__Stated task__
Rewrite the entries below as a numbered list, dropping any blank lines.

--- Recorded information ---

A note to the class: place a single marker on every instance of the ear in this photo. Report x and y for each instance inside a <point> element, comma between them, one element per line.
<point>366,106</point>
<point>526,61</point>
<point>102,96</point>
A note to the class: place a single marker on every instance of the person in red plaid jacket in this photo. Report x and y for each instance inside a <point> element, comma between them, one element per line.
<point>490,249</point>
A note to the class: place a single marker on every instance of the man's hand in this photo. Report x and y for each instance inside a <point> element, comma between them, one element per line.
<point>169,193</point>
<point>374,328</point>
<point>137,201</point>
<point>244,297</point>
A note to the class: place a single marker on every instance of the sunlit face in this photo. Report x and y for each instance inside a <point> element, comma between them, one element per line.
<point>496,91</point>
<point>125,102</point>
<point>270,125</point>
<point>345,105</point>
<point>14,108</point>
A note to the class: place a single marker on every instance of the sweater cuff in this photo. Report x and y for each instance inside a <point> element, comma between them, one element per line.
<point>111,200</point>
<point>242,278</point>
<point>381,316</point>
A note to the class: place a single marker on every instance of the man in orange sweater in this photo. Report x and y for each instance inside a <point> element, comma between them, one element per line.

---

__Worked answer__
1. A note to the class: place a single marker on every instance of the ear in this photo. Report x and y for each instance inside a <point> element, comma between them, one element per line.
2. <point>366,106</point>
3. <point>526,61</point>
4. <point>102,96</point>
5. A note to the class: place a single marker on every instance of the person in red plaid jacket in this photo. Report x and y for each instance inside a <point> element, comma between them, one element per line.
6. <point>490,249</point>
7. A note to the class: place a single marker on every instance of the man's hand in this photo. Report x and y for each instance inside a <point> element, comma between them, one element per line.
8. <point>169,193</point>
9. <point>374,328</point>
10. <point>137,201</point>
11. <point>244,297</point>
12. A note to the class: place a single marker on every instance of the sunlit face in this photo. Report x and y for each instance inside a <point> element, comma between them, one element per line.
13. <point>496,91</point>
14. <point>125,102</point>
15. <point>270,125</point>
16. <point>345,105</point>
17. <point>14,108</point>
18. A note to the class: place a single marker on every instance of the sweater cuff in this photo. Report x and y for each instance inside a <point> element, comma between them, one element per line.
19. <point>111,200</point>
20. <point>242,278</point>
21. <point>381,316</point>
22. A note to the class: place a single marker on every instance of the man in orange sweater in this photo. Report x and y for each instance inside a <point> element, comma between them, one element per line.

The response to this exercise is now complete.